* [Task brief]: Rewrite all of the entries below, changing "white t-shirt" to "white shirt" and keeping everything else the same. Omit the pictures from your answer.

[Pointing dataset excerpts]

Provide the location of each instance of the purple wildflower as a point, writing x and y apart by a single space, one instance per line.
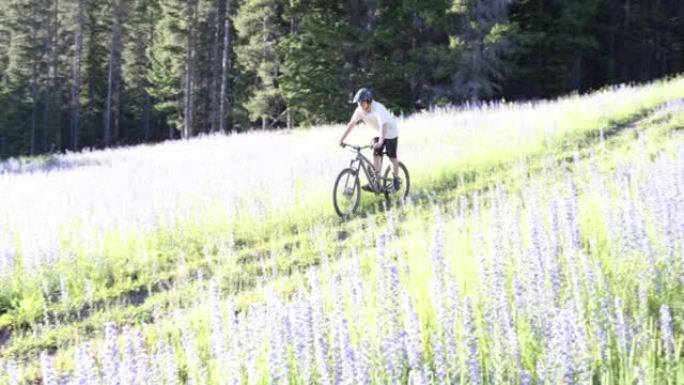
525 378
278 364
300 318
413 340
666 332
110 356
47 369
471 340
85 372
438 359
362 364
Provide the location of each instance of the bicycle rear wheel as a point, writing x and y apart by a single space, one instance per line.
346 193
392 194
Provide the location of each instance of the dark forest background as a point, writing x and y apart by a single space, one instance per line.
101 73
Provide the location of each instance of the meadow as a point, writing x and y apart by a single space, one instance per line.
542 244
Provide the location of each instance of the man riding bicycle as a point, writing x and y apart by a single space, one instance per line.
374 114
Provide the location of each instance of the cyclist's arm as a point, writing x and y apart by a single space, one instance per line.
383 133
350 126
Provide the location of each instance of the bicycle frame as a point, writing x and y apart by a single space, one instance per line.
363 163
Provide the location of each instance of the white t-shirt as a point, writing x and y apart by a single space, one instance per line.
378 116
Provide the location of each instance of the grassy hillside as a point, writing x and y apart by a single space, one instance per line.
542 244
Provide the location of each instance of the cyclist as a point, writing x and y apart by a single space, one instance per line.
374 114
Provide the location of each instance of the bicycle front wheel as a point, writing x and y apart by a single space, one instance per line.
392 193
347 193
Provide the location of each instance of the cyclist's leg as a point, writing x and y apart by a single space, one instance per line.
377 156
392 145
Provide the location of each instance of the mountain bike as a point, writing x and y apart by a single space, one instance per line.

* [Response below]:
Provide the location of each instance of the purple wildflower as a point, writing x and y apart by a single space, one instance per line.
525 378
278 364
300 318
413 340
666 332
110 356
47 369
471 340
85 372
438 359
362 364
Provide the location of each instance of the bicycle rear wheel as a point, writing x and y apart by a single space, one instance per line.
346 193
392 194
Provide the location of each instance of the dark forest background as a point, writing x and y apart by a single space, one instance per line.
101 73
Provide the location of each instance of the meadow as a point, writing x and y apart by a single space, one instance per line.
542 244
Provide the location of each instance of the man riding bicycle as a point, writing x and y apart by a single space, one instance per line.
374 114
Provide the location of each instance of the cyclist's arm as a point, writing x and y apart by a single space, one instance per line.
383 133
350 126
Provide the location of each instance of the bicycle frame as a point, writing x and y apart by a single space, one instance per line.
363 163
Provide the location of each instance of the white shirt as a point, writing x and y apart by a single space, one instance per line.
378 116
Provide the location of each instance of the grassy hillside as a point, writing x and y apart by a single space, one instance per line.
542 244
Provide the location of each instance of the cyclist as a point, writing x and y apart by a single space, one instance per line.
374 114
Provide the location of each instance of the bicycle front wheel as a point, writing x and y apart by a single space, one instance per line.
392 193
347 193
Provide the location of each instance of the cyclist's leg as a point, writing x and y apart by a single space, one instance per line.
377 156
392 145
Provide the location of each instance of the mountain bike as a point, writing x and y apart by a single space, one instance per line.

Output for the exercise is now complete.